Goal
Copy out each line of the rows below that contains the string "tree".

Provided records

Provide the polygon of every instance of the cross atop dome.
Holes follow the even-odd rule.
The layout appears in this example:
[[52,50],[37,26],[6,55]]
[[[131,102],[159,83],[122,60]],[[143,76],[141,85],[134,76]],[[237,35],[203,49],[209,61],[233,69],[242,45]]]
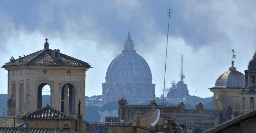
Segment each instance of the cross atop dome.
[[233,49],[232,51],[233,52],[233,59],[232,60],[232,61],[231,62],[231,63],[232,63],[232,66],[229,68],[229,71],[236,71],[236,68],[234,66],[234,64],[235,63],[235,62],[234,61],[234,59],[236,57],[236,55],[234,55],[234,53],[235,52],[235,51],[234,51],[234,49]]
[[124,41],[124,50],[122,50],[123,52],[135,52],[136,50],[134,50],[134,45],[133,44],[133,40],[132,40],[130,35],[130,31],[128,32],[128,37],[126,40]]

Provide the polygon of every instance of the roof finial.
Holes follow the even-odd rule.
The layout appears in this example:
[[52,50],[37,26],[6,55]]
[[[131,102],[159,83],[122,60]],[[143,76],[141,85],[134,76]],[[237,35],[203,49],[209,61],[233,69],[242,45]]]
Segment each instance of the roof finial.
[[44,49],[47,50],[49,49],[49,43],[47,41],[48,40],[48,39],[46,38],[46,42],[44,43]]
[[234,54],[235,52],[235,51],[234,51],[234,49],[233,49],[232,51],[233,52],[233,59],[232,59],[232,61],[231,62],[231,63],[232,63],[232,66],[229,68],[229,71],[236,71],[236,68],[234,66],[234,64],[235,63],[235,62],[234,61],[234,59],[236,57],[236,55],[234,55]]

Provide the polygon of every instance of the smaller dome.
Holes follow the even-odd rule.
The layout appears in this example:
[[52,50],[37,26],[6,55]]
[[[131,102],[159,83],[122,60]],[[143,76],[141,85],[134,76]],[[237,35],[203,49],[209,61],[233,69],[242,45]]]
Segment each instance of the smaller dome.
[[237,71],[230,70],[220,75],[216,82],[215,87],[227,88],[244,87],[245,75]]
[[118,93],[114,89],[110,89],[106,92],[106,95],[107,96],[117,96],[118,95]]

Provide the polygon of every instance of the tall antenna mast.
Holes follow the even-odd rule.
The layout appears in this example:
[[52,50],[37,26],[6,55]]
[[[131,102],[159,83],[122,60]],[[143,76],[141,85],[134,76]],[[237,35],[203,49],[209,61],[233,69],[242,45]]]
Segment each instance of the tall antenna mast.
[[183,55],[182,53],[181,55],[181,81],[182,83],[184,83],[183,79],[185,77],[183,74]]
[[[165,88],[165,73],[166,72],[166,63],[167,59],[167,48],[168,48],[168,35],[169,35],[169,24],[170,24],[170,18],[172,17],[172,8],[168,8],[167,11],[167,16],[169,17],[169,20],[168,21],[168,31],[167,32],[167,43],[166,43],[166,50],[165,53],[165,76],[164,79],[164,91],[163,91],[163,103],[162,104],[162,116],[164,117],[164,90]],[[163,124],[162,124],[162,126]],[[163,129],[163,128],[162,128]]]

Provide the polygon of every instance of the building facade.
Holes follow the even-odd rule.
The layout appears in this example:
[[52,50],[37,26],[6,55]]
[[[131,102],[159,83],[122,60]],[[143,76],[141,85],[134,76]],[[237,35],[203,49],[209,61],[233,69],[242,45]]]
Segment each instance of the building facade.
[[[50,92],[50,101],[47,104],[75,116],[79,100],[85,101],[86,71],[91,67],[60,50],[49,49],[46,40],[43,49],[16,60],[12,57],[3,66],[8,71],[8,99],[12,96],[17,101],[16,108],[8,107],[8,112],[14,110],[17,115],[42,108],[43,88],[48,85],[50,90],[46,91]],[[85,104],[81,108],[84,119]]]
[[122,93],[129,102],[143,103],[149,101],[155,92],[150,68],[136,53],[130,33],[122,53],[112,61],[107,71],[106,82],[102,84],[103,104],[117,101]]

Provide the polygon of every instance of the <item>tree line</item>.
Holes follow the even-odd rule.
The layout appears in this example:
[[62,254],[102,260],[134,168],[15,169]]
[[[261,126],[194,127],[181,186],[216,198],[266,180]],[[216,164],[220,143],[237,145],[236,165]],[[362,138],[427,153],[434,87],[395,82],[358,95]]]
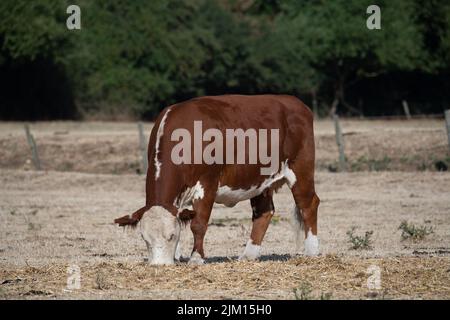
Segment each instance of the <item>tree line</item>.
[[320,116],[441,113],[450,103],[450,2],[0,2],[0,118],[153,118],[202,95],[285,93]]

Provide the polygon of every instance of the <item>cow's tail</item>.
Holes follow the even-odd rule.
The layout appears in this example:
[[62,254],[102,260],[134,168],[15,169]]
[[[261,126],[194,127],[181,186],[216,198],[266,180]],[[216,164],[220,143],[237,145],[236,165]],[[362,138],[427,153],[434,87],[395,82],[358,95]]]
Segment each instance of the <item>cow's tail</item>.
[[303,224],[303,219],[300,210],[296,205],[294,205],[294,208],[292,209],[292,227],[294,229],[293,231],[295,236],[296,250],[297,252],[299,252],[301,249],[303,239],[302,236],[304,234],[303,231],[305,230],[305,225]]
[[150,209],[150,206],[144,206],[139,210],[133,212],[131,215],[126,215],[114,220],[114,223],[117,223],[121,227],[130,226],[136,227],[138,222],[142,219],[144,213],[146,213]]

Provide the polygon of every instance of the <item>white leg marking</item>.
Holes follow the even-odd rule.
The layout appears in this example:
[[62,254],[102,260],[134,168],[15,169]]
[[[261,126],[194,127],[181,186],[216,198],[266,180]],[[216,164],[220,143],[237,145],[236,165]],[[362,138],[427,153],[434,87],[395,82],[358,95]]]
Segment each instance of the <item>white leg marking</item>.
[[167,115],[169,114],[170,109],[166,111],[161,122],[159,123],[158,131],[156,132],[156,146],[155,146],[155,181],[158,180],[159,175],[161,173],[161,162],[158,160],[159,154],[159,145],[161,138],[164,134],[164,125],[166,123]]
[[191,265],[201,265],[205,264],[205,260],[200,256],[200,253],[197,251],[192,252],[191,258],[189,259],[188,264]]
[[177,243],[177,247],[175,249],[175,260],[180,260],[181,258],[181,241],[178,241]]
[[261,256],[261,246],[253,244],[253,240],[249,239],[245,246],[244,253],[239,260],[256,260]]
[[303,242],[303,220],[300,216],[300,211],[297,206],[294,204],[294,208],[292,208],[292,220],[291,220],[292,229],[295,237],[295,251],[298,253],[301,250],[302,242]]
[[319,239],[313,235],[311,229],[305,239],[305,256],[317,256],[319,254]]

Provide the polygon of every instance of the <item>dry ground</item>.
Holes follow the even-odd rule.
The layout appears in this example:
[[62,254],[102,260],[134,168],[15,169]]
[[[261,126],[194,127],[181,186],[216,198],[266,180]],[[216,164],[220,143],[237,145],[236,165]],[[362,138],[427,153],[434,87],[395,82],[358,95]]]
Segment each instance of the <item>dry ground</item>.
[[[393,159],[410,153],[424,158],[424,153],[439,150],[439,157],[449,156],[439,121],[343,125],[350,128],[349,139],[366,140],[366,149],[364,139],[347,143],[350,154],[373,151],[383,157],[386,150]],[[331,163],[336,158],[332,124],[319,122],[316,128],[318,158]],[[263,261],[235,260],[250,232],[250,205],[245,202],[234,208],[215,206],[206,235],[205,266],[154,267],[143,263],[146,253],[140,236],[112,223],[145,199],[143,176],[110,171],[129,172],[121,167],[127,161],[135,161],[138,168],[139,153],[131,143],[137,141],[134,125],[33,125],[39,144],[52,141],[43,154],[45,167],[52,170],[43,172],[24,170],[29,150],[22,146],[22,130],[18,123],[0,124],[1,298],[294,299],[293,289],[300,292],[308,285],[312,298],[326,293],[333,299],[450,298],[447,172],[417,171],[414,166],[401,167],[403,172],[319,170],[318,258],[296,255],[289,222],[293,201],[283,188],[275,196],[277,215],[263,243]],[[68,172],[61,172],[63,161],[73,163]],[[434,232],[421,241],[402,241],[398,227],[403,220]],[[350,249],[346,232],[352,226],[357,234],[373,231],[372,249]],[[188,255],[189,229],[182,241]],[[66,288],[70,265],[80,267],[79,290]],[[371,266],[380,268],[379,290],[367,287]]]
[[[435,170],[450,167],[443,119],[411,121],[342,120],[346,157],[351,171]],[[39,122],[30,126],[43,168],[89,173],[136,173],[140,152],[136,123]],[[152,124],[144,125],[150,134]],[[337,167],[334,124],[315,124],[317,167]],[[29,169],[30,148],[23,123],[0,124],[0,167]]]

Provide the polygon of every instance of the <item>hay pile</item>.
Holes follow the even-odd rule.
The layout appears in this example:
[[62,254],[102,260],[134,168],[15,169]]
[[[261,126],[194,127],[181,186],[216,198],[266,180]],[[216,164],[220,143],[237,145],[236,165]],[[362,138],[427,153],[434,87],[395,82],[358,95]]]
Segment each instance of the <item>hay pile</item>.
[[[378,266],[381,289],[369,290],[368,268]],[[293,258],[285,262],[150,266],[81,264],[81,289],[66,290],[67,265],[0,271],[2,298],[284,298],[307,284],[309,298],[450,299],[450,258]]]

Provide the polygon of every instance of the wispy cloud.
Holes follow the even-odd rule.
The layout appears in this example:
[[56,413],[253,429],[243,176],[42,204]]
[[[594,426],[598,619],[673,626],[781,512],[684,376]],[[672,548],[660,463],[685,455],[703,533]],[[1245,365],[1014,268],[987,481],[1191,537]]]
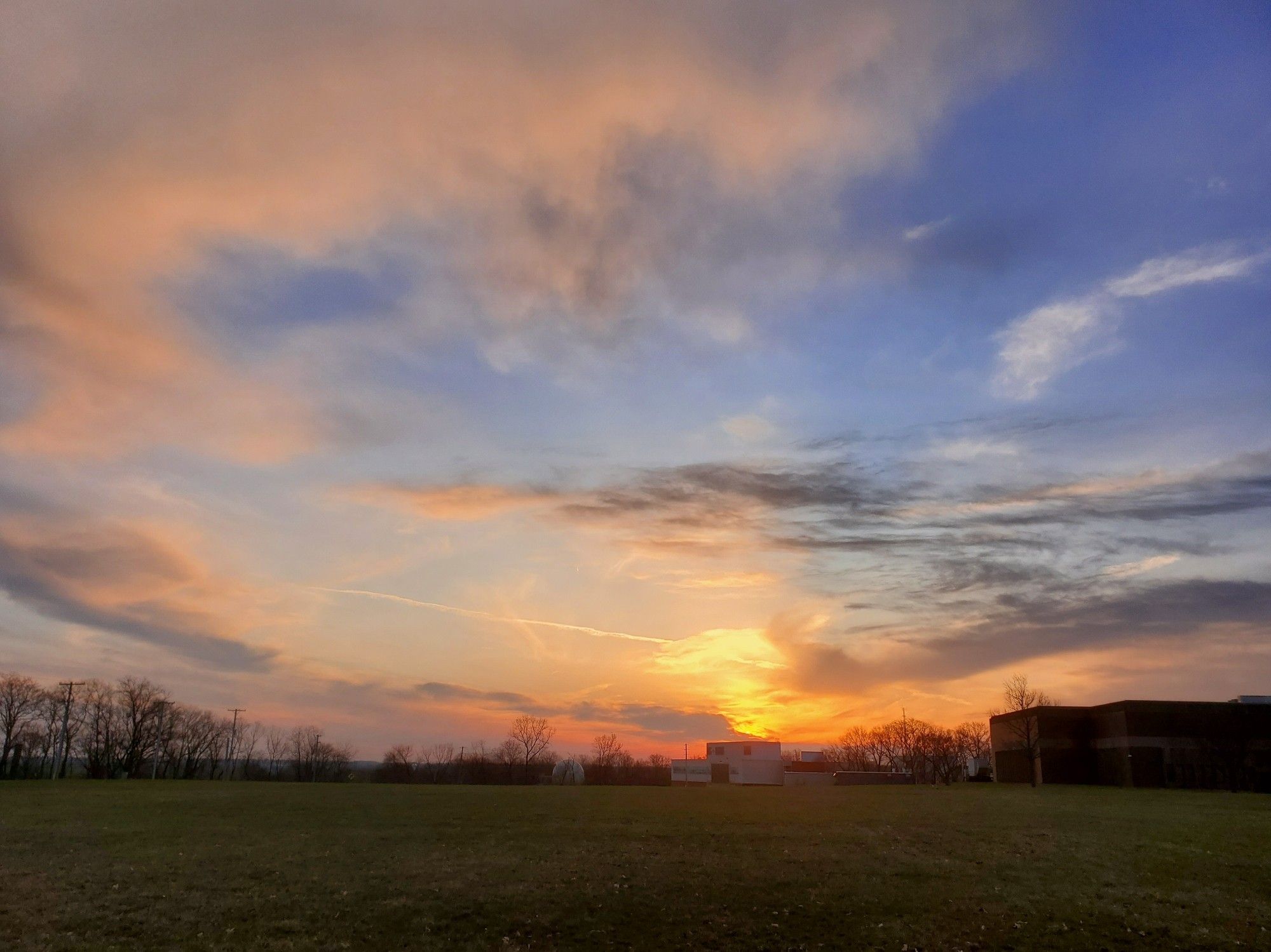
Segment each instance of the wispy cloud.
[[811,5],[797,25],[751,3],[315,3],[302,24],[239,0],[0,6],[0,357],[23,390],[0,443],[277,461],[329,439],[313,405],[341,387],[280,380],[271,355],[163,294],[216,267],[219,244],[320,260],[389,241],[428,277],[380,327],[391,352],[445,330],[506,368],[658,326],[741,340],[752,300],[843,264],[826,250],[836,216],[812,212],[911,155],[965,84],[1012,71],[1021,20],[878,4]]
[[923,222],[921,225],[915,225],[911,228],[905,228],[904,235],[905,241],[921,241],[925,237],[930,237],[937,231],[943,230],[953,221],[953,216],[946,216],[943,218],[937,218],[935,221]]
[[456,522],[489,519],[559,501],[559,495],[552,490],[475,482],[446,486],[374,482],[344,487],[339,495],[357,503],[404,509],[426,519]]
[[1111,353],[1121,300],[1248,277],[1271,253],[1238,254],[1229,245],[1153,258],[1102,288],[1030,311],[998,331],[993,391],[1010,400],[1033,400],[1050,381],[1093,357]]
[[1268,258],[1267,251],[1238,254],[1230,246],[1196,248],[1181,255],[1146,260],[1131,274],[1113,278],[1104,288],[1113,297],[1148,297],[1191,284],[1246,278]]
[[259,593],[210,571],[189,539],[83,514],[0,518],[0,590],[44,618],[165,649],[220,670],[273,665],[244,637]]
[[1032,400],[1064,371],[1110,350],[1112,322],[1108,302],[1098,297],[1030,311],[996,334],[1000,349],[994,393]]
[[1120,565],[1110,565],[1101,574],[1108,575],[1113,579],[1125,579],[1131,575],[1143,575],[1144,572],[1150,572],[1153,569],[1164,569],[1167,565],[1173,565],[1179,559],[1181,555],[1177,552],[1171,552],[1168,555],[1148,556],[1146,559],[1140,559],[1136,562],[1121,562]]
[[494,614],[493,612],[482,612],[475,608],[456,608],[455,605],[444,605],[438,602],[421,602],[414,598],[405,598],[404,595],[391,595],[384,592],[366,592],[365,589],[328,589],[313,586],[314,592],[329,592],[336,595],[361,595],[365,598],[380,598],[388,602],[398,602],[405,605],[413,605],[414,608],[428,608],[433,612],[447,612],[450,614],[459,614],[465,618],[478,618],[480,621],[500,622],[502,625],[522,625],[533,628],[552,628],[554,631],[568,631],[576,635],[588,635],[596,638],[619,638],[622,641],[642,641],[649,645],[667,645],[671,644],[670,638],[655,638],[647,635],[629,635],[625,631],[605,631],[604,628],[592,628],[586,625],[568,625],[566,622],[549,622],[540,618],[517,618],[515,616],[507,614]]

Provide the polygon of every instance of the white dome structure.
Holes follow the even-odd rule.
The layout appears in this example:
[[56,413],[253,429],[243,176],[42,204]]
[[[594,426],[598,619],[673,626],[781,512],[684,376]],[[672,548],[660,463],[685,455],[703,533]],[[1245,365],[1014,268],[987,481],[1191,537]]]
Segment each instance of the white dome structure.
[[562,786],[574,786],[583,782],[582,764],[577,760],[557,760],[552,768],[552,782]]

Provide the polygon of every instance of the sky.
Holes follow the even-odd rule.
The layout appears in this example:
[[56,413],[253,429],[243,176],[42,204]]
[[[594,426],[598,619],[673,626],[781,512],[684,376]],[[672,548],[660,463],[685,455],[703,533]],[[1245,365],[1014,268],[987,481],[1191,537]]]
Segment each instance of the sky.
[[1271,8],[0,9],[0,669],[393,743],[1271,693]]

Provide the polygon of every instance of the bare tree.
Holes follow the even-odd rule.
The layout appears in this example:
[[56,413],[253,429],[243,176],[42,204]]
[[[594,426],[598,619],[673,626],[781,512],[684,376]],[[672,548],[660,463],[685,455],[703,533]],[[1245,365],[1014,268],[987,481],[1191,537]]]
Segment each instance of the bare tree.
[[958,744],[966,757],[985,758],[989,755],[989,725],[984,721],[963,721],[953,729]]
[[418,769],[414,748],[409,744],[394,744],[384,753],[380,767],[389,783],[411,783]]
[[622,741],[618,740],[616,734],[599,734],[595,740],[591,741],[591,757],[592,767],[595,770],[596,783],[613,783],[614,772],[618,769],[619,763],[623,758]]
[[264,759],[269,779],[276,779],[282,769],[282,762],[287,759],[290,737],[280,727],[269,727],[264,732]]
[[119,708],[119,770],[135,777],[159,740],[159,704],[168,694],[144,678],[125,678],[114,689]]
[[8,776],[9,754],[36,717],[41,687],[23,674],[0,674],[0,732],[4,734],[4,746],[0,748],[0,777]]
[[516,745],[517,760],[525,767],[526,782],[531,777],[531,765],[548,749],[548,744],[554,736],[555,729],[547,722],[545,717],[521,715],[512,721],[512,730],[508,731],[507,739]]
[[454,744],[432,744],[419,751],[419,768],[428,783],[441,783],[454,760]]
[[946,727],[924,724],[918,729],[918,744],[924,765],[930,772],[932,783],[946,786],[958,779],[966,758],[957,735]]
[[[1013,674],[1002,684],[1002,699],[1005,708],[993,713],[1014,713],[1032,711],[1037,707],[1054,706],[1055,701],[1043,691],[1028,684],[1023,674]],[[1010,749],[1019,750],[1028,762],[1028,783],[1037,786],[1037,762],[1041,758],[1041,739],[1037,730],[1037,715],[1010,717],[1004,721],[1010,740]]]
[[825,758],[840,770],[877,770],[880,743],[868,727],[848,727],[839,739],[826,745]]

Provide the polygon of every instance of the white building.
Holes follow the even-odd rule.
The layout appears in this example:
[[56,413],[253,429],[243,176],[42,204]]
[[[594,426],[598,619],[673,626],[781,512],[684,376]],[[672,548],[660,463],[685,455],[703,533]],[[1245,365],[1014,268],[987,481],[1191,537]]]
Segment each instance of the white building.
[[724,740],[707,744],[704,760],[672,760],[671,783],[764,783],[782,786],[785,762],[778,740]]

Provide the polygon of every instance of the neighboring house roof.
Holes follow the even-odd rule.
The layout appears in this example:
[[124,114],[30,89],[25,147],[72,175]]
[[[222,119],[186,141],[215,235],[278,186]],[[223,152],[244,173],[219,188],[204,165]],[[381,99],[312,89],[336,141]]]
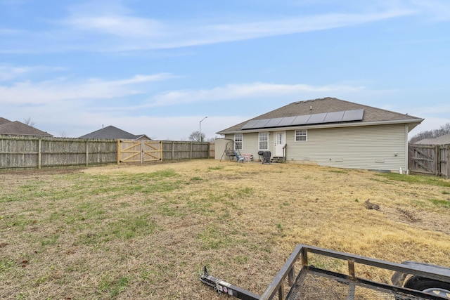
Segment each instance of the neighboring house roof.
[[80,136],[79,138],[97,138],[97,139],[116,139],[123,138],[124,140],[139,140],[150,138],[145,134],[139,134],[137,136],[120,129],[113,126],[108,126],[90,133]]
[[[339,119],[339,116],[343,116],[347,112],[347,115],[353,115],[353,118]],[[297,121],[294,121],[294,119]],[[258,120],[263,121],[258,122]],[[273,130],[274,128],[298,128],[307,126],[308,128],[324,128],[383,124],[410,124],[411,126],[409,126],[409,131],[411,131],[422,121],[423,119],[409,115],[327,97],[294,102],[221,130],[217,132],[217,134],[250,132],[255,130],[268,130],[269,129]]]
[[3,125],[4,124],[10,123],[10,122],[11,122],[10,120],[5,118],[0,117],[0,125]]
[[[0,124],[4,120],[6,120],[6,119],[0,118]],[[1,134],[7,134],[9,136],[53,136],[50,133],[18,121],[9,122],[0,124],[0,135]]]
[[435,138],[423,138],[419,141],[414,143],[420,145],[447,145],[450,144],[450,133],[438,136]]

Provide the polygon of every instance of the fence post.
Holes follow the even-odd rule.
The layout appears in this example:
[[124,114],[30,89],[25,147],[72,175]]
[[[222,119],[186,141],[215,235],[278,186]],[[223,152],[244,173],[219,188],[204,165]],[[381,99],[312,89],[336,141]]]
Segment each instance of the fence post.
[[172,160],[175,160],[175,142],[172,142]]
[[37,142],[37,169],[41,169],[42,159],[42,138],[39,138]]
[[439,152],[439,145],[436,145],[435,146],[435,158],[436,158],[436,172],[435,172],[435,175],[437,176],[439,176],[440,175],[441,173],[441,154]]
[[447,174],[446,174],[446,178],[450,178],[450,145],[447,145],[447,157],[446,160],[447,164]]
[[86,139],[86,167],[89,165],[89,143]]
[[117,138],[117,164],[120,164],[120,139]]

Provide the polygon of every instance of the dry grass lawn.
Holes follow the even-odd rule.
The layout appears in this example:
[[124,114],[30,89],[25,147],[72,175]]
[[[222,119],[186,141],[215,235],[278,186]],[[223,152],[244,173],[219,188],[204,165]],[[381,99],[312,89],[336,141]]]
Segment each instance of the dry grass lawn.
[[299,243],[450,266],[441,178],[200,159],[4,170],[0,190],[1,299],[226,298],[205,265],[261,294]]

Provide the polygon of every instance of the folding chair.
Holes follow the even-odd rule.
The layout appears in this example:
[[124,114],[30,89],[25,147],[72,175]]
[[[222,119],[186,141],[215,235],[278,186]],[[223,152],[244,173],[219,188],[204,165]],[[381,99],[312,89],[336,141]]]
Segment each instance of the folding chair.
[[245,162],[245,157],[238,154],[238,151],[234,150],[234,156],[236,157],[237,162],[242,162],[243,163]]

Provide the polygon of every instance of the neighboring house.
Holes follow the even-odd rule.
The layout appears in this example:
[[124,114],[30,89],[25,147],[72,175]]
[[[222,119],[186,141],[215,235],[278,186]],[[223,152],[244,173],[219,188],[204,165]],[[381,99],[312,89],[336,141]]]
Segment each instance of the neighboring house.
[[113,126],[108,126],[90,133],[80,136],[79,138],[95,139],[123,139],[123,140],[151,140],[145,134],[134,135]]
[[450,144],[450,133],[435,138],[424,138],[414,143],[420,145],[449,145]]
[[53,136],[18,121],[0,117],[0,136],[27,136],[51,138]]
[[288,162],[399,171],[408,168],[408,133],[422,121],[325,98],[295,102],[217,134],[254,157],[270,151]]

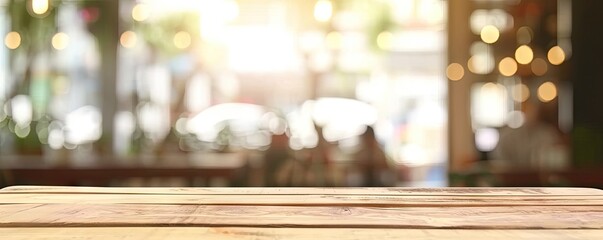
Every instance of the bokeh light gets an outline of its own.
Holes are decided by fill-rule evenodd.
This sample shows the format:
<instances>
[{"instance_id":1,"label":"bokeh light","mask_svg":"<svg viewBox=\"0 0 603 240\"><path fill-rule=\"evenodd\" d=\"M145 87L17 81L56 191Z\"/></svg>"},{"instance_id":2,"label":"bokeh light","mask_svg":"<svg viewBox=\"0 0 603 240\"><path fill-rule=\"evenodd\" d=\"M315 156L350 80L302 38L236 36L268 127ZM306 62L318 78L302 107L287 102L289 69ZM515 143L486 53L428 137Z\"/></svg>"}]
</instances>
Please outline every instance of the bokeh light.
<instances>
[{"instance_id":1,"label":"bokeh light","mask_svg":"<svg viewBox=\"0 0 603 240\"><path fill-rule=\"evenodd\" d=\"M550 102L557 97L557 86L552 82L545 82L538 87L538 99L542 102Z\"/></svg>"},{"instance_id":2,"label":"bokeh light","mask_svg":"<svg viewBox=\"0 0 603 240\"><path fill-rule=\"evenodd\" d=\"M561 47L554 46L551 49L549 49L547 58L549 59L549 62L551 64L559 65L559 64L562 64L563 61L565 61L565 52L563 51L563 49L561 49Z\"/></svg>"},{"instance_id":3,"label":"bokeh light","mask_svg":"<svg viewBox=\"0 0 603 240\"><path fill-rule=\"evenodd\" d=\"M4 45L9 49L17 49L21 46L21 34L18 32L9 32L4 38Z\"/></svg>"},{"instance_id":4,"label":"bokeh light","mask_svg":"<svg viewBox=\"0 0 603 240\"><path fill-rule=\"evenodd\" d=\"M534 52L528 45L521 45L515 50L515 60L520 64L528 64L534 59Z\"/></svg>"},{"instance_id":5,"label":"bokeh light","mask_svg":"<svg viewBox=\"0 0 603 240\"><path fill-rule=\"evenodd\" d=\"M48 12L48 1L49 0L32 0L31 1L31 10L33 13L42 15Z\"/></svg>"},{"instance_id":6,"label":"bokeh light","mask_svg":"<svg viewBox=\"0 0 603 240\"><path fill-rule=\"evenodd\" d=\"M500 37L500 32L495 26L486 25L482 28L482 31L480 32L480 37L485 43L492 44L498 41L498 38Z\"/></svg>"},{"instance_id":7,"label":"bokeh light","mask_svg":"<svg viewBox=\"0 0 603 240\"><path fill-rule=\"evenodd\" d=\"M536 76L544 76L548 71L548 64L542 58L535 58L531 64L532 72Z\"/></svg>"},{"instance_id":8,"label":"bokeh light","mask_svg":"<svg viewBox=\"0 0 603 240\"><path fill-rule=\"evenodd\" d=\"M465 76L465 69L461 64L451 63L446 68L446 76L452 81L458 81Z\"/></svg>"},{"instance_id":9,"label":"bokeh light","mask_svg":"<svg viewBox=\"0 0 603 240\"><path fill-rule=\"evenodd\" d=\"M517 62L510 57L503 58L498 63L498 71L504 76L513 76L517 72Z\"/></svg>"}]
</instances>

Exercise answer
Provide the polygon of every instance of the <item>tree line</item>.
Segment each instance of the <item>tree line</item>.
Provide the polygon of every instance of the bare tree.
Segment each instance of the bare tree.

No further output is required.